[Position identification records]
------------------------------------------------------------

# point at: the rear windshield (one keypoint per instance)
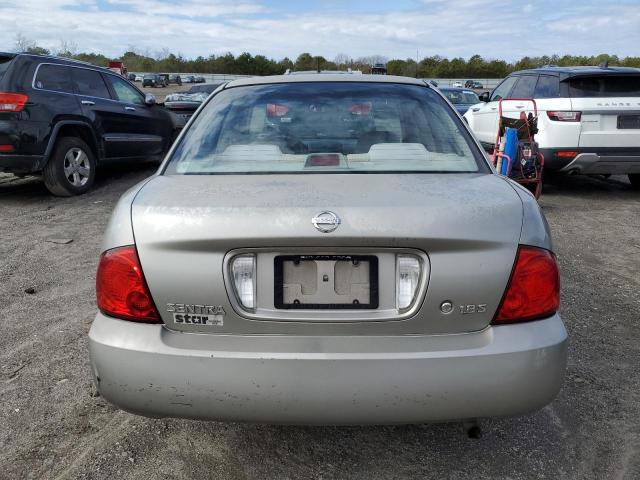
(4, 65)
(605, 86)
(326, 127)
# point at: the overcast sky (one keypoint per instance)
(277, 28)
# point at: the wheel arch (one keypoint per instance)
(73, 128)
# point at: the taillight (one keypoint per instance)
(564, 116)
(121, 290)
(533, 291)
(12, 102)
(243, 269)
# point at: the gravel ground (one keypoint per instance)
(54, 427)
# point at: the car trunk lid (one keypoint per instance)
(466, 225)
(610, 109)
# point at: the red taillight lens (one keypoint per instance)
(12, 102)
(564, 116)
(534, 287)
(120, 287)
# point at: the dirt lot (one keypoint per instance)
(52, 426)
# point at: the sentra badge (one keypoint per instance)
(197, 314)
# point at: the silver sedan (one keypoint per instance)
(327, 249)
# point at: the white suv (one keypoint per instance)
(589, 117)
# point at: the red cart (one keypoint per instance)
(526, 168)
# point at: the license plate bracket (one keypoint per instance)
(326, 282)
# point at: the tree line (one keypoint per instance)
(247, 64)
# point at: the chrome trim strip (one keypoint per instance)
(130, 138)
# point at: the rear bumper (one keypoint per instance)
(21, 163)
(595, 161)
(150, 370)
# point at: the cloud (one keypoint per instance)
(491, 28)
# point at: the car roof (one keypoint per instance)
(60, 60)
(575, 71)
(324, 77)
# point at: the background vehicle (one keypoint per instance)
(154, 80)
(473, 84)
(63, 119)
(183, 105)
(363, 301)
(589, 117)
(461, 98)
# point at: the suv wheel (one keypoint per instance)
(71, 168)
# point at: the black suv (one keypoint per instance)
(63, 119)
(154, 80)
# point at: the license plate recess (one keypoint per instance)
(326, 282)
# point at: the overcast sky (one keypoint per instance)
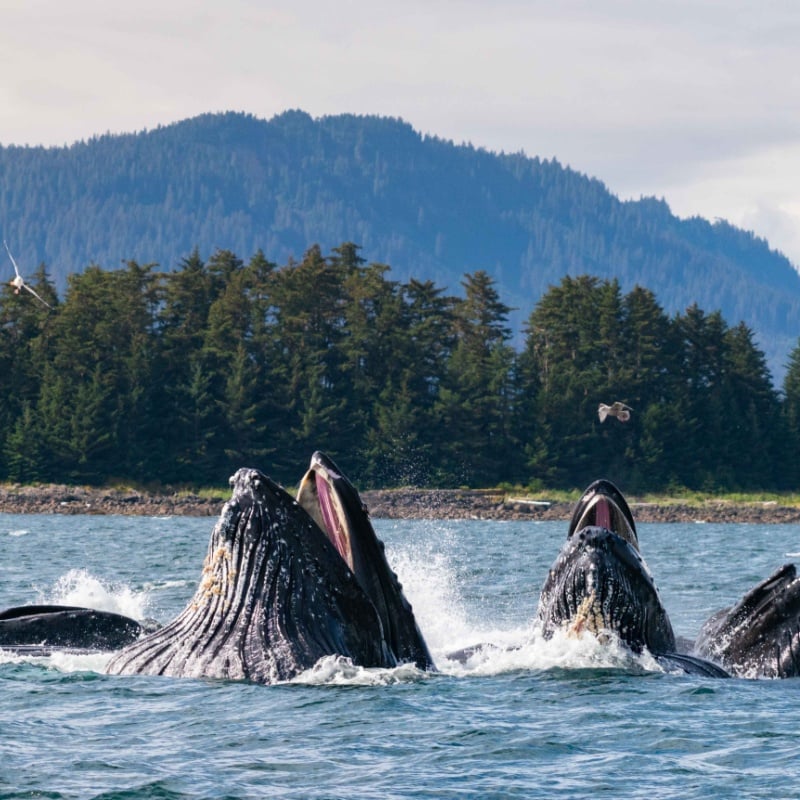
(697, 102)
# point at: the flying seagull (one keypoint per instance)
(18, 283)
(618, 410)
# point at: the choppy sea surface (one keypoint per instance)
(569, 719)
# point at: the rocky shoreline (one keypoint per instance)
(388, 504)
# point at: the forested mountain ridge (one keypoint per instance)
(428, 207)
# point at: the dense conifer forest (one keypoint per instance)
(181, 377)
(430, 208)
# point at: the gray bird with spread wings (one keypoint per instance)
(19, 283)
(618, 410)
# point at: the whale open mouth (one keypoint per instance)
(319, 496)
(603, 506)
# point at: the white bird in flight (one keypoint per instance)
(18, 282)
(618, 410)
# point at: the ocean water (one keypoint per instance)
(567, 719)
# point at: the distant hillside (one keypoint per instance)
(427, 207)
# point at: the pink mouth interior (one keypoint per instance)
(330, 518)
(602, 514)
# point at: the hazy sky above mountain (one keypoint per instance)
(695, 101)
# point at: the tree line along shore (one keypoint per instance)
(408, 503)
(139, 375)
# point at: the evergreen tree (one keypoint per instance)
(476, 402)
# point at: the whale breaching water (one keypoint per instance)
(601, 584)
(281, 589)
(617, 409)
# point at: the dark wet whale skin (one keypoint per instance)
(274, 597)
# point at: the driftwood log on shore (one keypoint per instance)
(387, 504)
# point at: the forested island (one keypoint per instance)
(430, 208)
(179, 378)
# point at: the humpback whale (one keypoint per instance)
(335, 505)
(276, 595)
(41, 630)
(600, 583)
(758, 637)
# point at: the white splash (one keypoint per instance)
(79, 588)
(340, 671)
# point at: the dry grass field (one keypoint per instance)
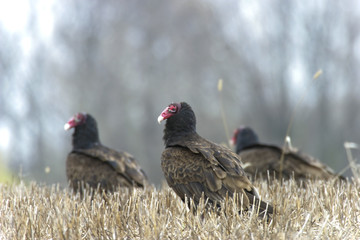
(322, 210)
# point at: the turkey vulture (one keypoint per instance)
(92, 163)
(260, 158)
(194, 166)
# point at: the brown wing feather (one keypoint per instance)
(197, 165)
(260, 158)
(104, 165)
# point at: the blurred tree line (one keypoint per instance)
(125, 61)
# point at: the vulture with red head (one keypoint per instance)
(194, 166)
(259, 159)
(93, 164)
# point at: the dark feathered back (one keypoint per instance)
(195, 167)
(245, 137)
(93, 164)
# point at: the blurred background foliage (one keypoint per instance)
(125, 61)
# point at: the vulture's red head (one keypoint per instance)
(233, 139)
(76, 120)
(169, 111)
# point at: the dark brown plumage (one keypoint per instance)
(260, 158)
(193, 165)
(93, 164)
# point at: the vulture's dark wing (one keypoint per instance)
(260, 158)
(196, 165)
(121, 162)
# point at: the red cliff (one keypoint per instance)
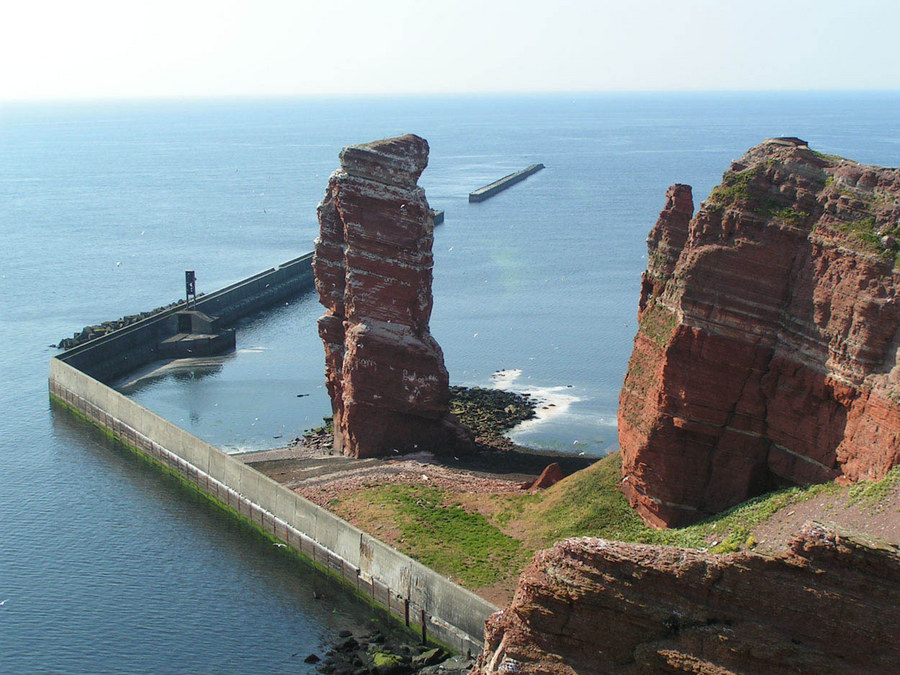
(373, 268)
(767, 352)
(830, 604)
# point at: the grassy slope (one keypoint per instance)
(484, 541)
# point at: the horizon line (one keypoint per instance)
(234, 97)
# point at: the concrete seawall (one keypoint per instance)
(411, 592)
(491, 189)
(126, 349)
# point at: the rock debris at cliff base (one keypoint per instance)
(768, 336)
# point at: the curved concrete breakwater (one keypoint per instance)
(443, 611)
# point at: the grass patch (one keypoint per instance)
(439, 532)
(659, 323)
(590, 503)
(480, 551)
(791, 216)
(867, 239)
(871, 494)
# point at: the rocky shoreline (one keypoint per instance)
(377, 653)
(489, 413)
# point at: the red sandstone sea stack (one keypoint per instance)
(373, 268)
(767, 352)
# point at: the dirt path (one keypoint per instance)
(323, 477)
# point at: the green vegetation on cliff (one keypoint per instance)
(485, 540)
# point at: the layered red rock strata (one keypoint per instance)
(767, 352)
(829, 605)
(373, 263)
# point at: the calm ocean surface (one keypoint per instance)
(106, 565)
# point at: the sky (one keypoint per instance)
(122, 49)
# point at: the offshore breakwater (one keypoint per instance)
(425, 601)
(502, 184)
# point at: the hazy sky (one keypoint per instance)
(137, 48)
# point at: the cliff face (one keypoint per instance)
(767, 352)
(373, 269)
(830, 605)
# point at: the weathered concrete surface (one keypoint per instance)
(373, 267)
(767, 352)
(453, 615)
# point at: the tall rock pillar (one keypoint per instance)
(373, 264)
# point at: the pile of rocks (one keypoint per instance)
(91, 332)
(379, 655)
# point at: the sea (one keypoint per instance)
(108, 565)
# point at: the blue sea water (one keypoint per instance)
(107, 565)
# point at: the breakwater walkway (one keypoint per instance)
(502, 184)
(413, 593)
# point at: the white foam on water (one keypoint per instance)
(551, 401)
(556, 412)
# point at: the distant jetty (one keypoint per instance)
(491, 189)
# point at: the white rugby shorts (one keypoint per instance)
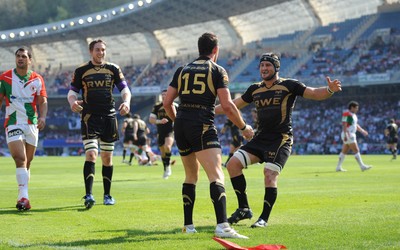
(349, 139)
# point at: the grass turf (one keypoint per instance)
(316, 208)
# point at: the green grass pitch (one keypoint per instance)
(316, 208)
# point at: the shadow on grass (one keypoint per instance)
(131, 236)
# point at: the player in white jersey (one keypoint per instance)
(350, 127)
(23, 89)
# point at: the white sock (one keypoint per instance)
(22, 175)
(341, 159)
(358, 159)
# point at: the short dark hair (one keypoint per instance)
(24, 49)
(353, 104)
(91, 45)
(207, 43)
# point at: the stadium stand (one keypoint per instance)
(360, 46)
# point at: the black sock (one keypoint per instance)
(239, 185)
(218, 196)
(188, 197)
(88, 176)
(229, 157)
(107, 178)
(168, 158)
(269, 200)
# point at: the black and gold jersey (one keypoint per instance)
(197, 84)
(129, 126)
(97, 84)
(275, 104)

------------------------------------------------------------

* **EXERCISE DIRECTIONS**
Rewrite the material from the line containing "# point at: the stadium" through its end, replacing "jersey" with "shirt" and leaving everything else unchanged.

* **FULL ANSWER**
# point at: the stadium stand (one keypoint per instance)
(360, 46)
# point at: the black sock (one keypoint per instance)
(239, 185)
(218, 196)
(188, 197)
(88, 176)
(229, 157)
(107, 178)
(168, 158)
(269, 200)
# point at: the black and gold shirt (one keypoint per instance)
(197, 84)
(129, 126)
(97, 84)
(275, 104)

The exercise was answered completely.